### CONSIGNE 1
Recopiez à l'identique, s'il vous plaît, le passage des entrées qui va de la ligne contenant "the lemon half." jusqu'à la ligne contenant "(262, 255), (592, 395)", ces deux lignes comprises.

### TEXTE AFFICHÉ
-- -- --

Céline / Baudelaire.
Dans son opus évoqué dans le précédent billet, Dominique de Roux évoque un texte que Céline avait coutume de soumettre aux rares - mais encore trop nombreux - importuns qui parvenaient jusqu’à lui dans sa retraite de Meudon.
Ainsi, "à l’intrus, il tend une feuille, qu’il lui demande de lire, tandis qu’il garde le silence". Y est retranscrite la première version d’un projet de préface de Baudelaire pour la deuxième édition des Fleurs du mal :
"Je sais que l'amant passionné du beau style s'expose à la haine des multitudes. Mais aucun respect humain, aucune fausse pudeur, aucune coalition, aucun suffrage universel ne me contraindront à parler le patois incomparable de ce siècle, ni à confondre l'encre avec la vertu.
Des poètes illustres s'étaient partagés depuis longtemps les provinces les plus fleuries du domaine poétique. Il m'a paru plaisant, et d autant plus agréable que la tâche était plus difficile, d'extraire la beauté du Mal. Ce livre, essentiellement inutile et absolument innocent, n'a pas été fait dans un autre but que de me divertir et d'exercer mon goût passionné de l'obstacle.

-- -- --

### DONNÉES AFFICHÉES

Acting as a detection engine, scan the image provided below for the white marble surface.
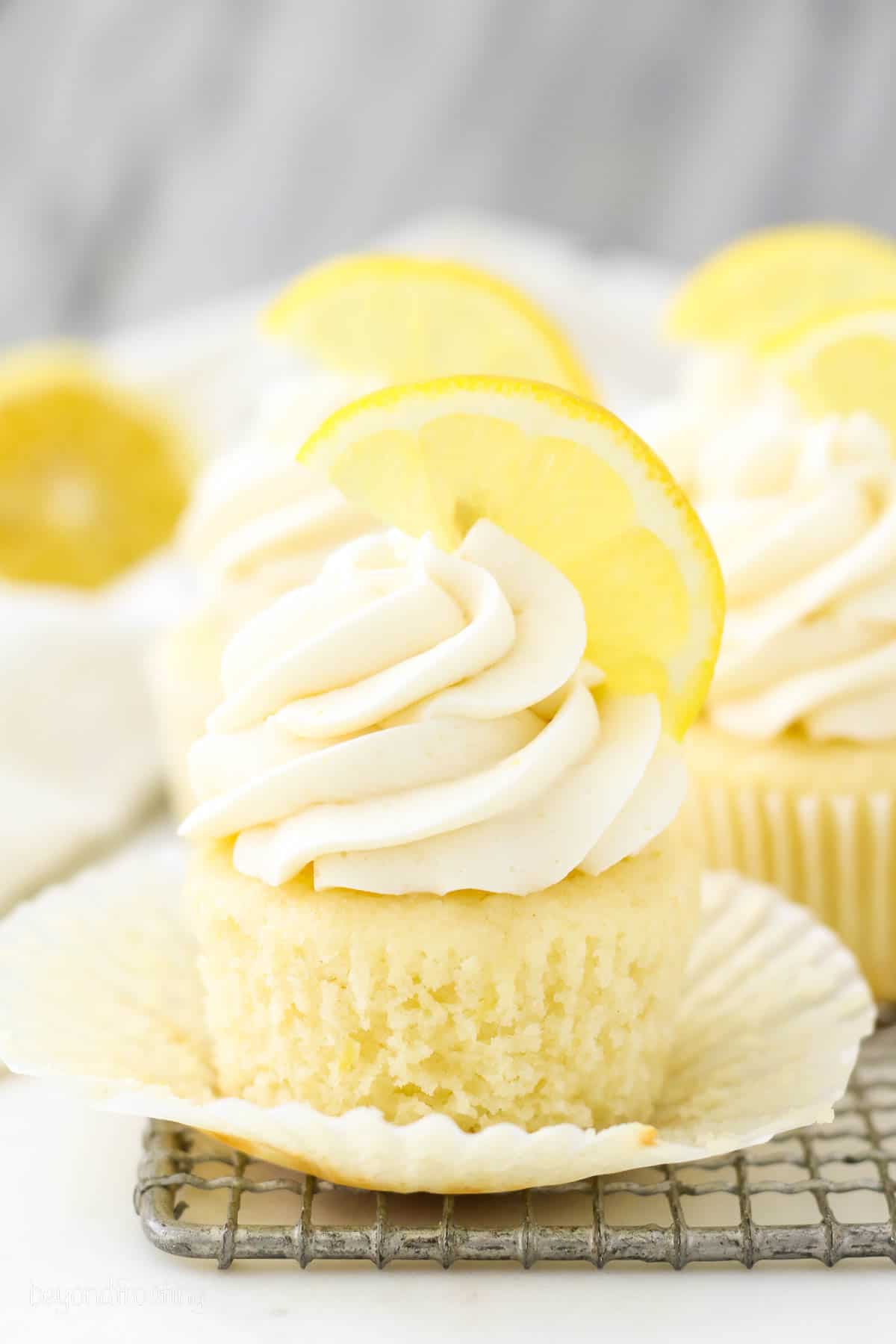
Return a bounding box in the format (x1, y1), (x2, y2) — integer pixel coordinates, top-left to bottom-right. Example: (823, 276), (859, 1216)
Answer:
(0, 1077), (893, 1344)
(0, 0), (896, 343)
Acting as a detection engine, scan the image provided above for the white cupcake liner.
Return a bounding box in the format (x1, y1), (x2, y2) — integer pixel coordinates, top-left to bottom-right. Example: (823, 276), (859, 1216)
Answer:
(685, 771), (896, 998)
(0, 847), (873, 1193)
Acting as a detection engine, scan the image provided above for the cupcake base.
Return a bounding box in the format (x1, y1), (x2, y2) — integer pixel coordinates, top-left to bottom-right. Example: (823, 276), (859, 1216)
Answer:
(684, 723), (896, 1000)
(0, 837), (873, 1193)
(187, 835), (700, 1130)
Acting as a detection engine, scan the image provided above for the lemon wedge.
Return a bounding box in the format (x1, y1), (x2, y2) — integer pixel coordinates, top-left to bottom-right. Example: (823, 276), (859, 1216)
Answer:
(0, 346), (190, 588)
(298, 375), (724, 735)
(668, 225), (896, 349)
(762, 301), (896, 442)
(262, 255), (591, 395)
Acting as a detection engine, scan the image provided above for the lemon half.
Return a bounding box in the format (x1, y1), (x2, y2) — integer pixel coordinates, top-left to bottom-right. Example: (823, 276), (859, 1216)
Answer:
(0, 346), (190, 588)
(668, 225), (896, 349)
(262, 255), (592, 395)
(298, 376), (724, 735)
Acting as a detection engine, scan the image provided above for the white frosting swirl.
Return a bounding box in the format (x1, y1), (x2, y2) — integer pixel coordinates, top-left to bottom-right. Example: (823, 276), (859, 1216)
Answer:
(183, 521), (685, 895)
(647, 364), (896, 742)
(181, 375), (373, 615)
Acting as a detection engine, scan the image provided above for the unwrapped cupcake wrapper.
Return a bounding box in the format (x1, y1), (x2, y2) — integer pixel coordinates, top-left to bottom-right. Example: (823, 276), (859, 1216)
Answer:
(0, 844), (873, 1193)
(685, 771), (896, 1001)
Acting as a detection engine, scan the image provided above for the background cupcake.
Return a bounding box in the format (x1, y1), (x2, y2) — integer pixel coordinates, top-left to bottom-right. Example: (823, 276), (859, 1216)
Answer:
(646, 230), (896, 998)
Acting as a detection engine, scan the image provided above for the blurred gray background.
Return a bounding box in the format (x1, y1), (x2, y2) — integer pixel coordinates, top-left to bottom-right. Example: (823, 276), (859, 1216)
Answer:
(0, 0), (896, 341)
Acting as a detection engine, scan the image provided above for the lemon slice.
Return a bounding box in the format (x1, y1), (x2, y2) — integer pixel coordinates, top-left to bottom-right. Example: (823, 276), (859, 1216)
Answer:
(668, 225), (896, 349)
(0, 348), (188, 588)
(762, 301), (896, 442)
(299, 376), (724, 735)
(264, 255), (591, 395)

-- -- --

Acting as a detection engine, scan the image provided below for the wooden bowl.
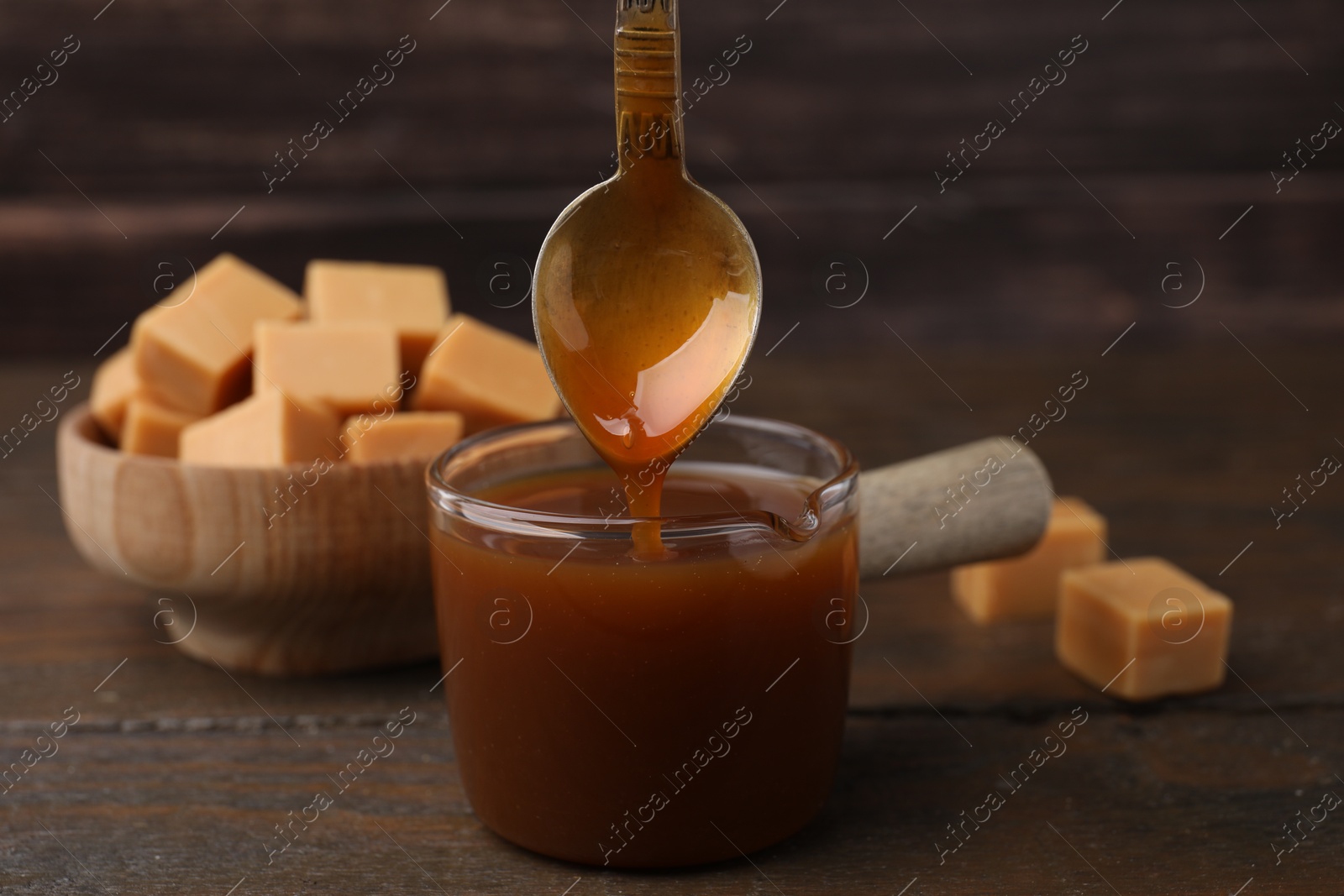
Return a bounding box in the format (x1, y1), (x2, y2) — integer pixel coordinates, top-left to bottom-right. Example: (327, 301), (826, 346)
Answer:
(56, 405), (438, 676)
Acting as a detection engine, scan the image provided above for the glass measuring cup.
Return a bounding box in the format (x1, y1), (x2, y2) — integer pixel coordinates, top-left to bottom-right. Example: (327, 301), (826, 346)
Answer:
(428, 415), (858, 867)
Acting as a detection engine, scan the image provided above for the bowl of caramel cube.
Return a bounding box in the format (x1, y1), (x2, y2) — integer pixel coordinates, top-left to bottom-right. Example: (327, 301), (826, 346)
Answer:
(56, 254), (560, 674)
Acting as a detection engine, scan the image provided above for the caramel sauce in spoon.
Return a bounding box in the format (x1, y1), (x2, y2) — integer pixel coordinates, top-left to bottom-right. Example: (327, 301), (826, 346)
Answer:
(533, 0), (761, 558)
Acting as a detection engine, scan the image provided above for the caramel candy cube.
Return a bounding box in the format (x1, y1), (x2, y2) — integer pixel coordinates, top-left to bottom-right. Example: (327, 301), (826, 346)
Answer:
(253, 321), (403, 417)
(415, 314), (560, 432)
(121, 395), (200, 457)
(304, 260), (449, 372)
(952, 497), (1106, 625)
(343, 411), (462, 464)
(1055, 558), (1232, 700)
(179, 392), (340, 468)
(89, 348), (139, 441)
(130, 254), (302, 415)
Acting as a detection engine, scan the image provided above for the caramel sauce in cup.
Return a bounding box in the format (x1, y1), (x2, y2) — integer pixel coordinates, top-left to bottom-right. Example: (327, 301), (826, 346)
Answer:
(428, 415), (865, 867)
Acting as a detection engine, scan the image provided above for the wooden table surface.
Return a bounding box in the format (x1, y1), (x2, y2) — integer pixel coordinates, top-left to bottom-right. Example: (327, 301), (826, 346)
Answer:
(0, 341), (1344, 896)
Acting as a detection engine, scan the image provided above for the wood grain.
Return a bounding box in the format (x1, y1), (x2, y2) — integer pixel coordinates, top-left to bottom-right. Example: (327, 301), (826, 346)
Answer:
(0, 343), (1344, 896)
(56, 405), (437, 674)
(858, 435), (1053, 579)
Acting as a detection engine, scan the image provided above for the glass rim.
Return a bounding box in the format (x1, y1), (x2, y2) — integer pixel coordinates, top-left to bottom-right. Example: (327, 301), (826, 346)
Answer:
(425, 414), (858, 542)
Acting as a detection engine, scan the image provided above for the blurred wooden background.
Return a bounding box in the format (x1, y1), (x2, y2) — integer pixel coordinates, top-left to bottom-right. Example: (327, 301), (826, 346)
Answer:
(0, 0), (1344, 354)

-- -- --

### CONSIGNE 2
D'après le texte sur Céline et Baudelaire, à quelle édition des Fleurs du mal était destiné le projet de préface de Baudelaire ?

### RÉPONSE 1
Acting as a detection engine, scan the image provided above for the lemon half.
Return a bounding box in the format (x1, y1), (x2, y2) — integer pixel coordinates, top-left to bottom-right. Example: (823, 276), (859, 1216)
Answer:
(0, 346), (190, 588)
(668, 225), (896, 349)
(262, 255), (592, 395)

### RÉPONSE 2
À la deuxième édition des Fleurs du mal.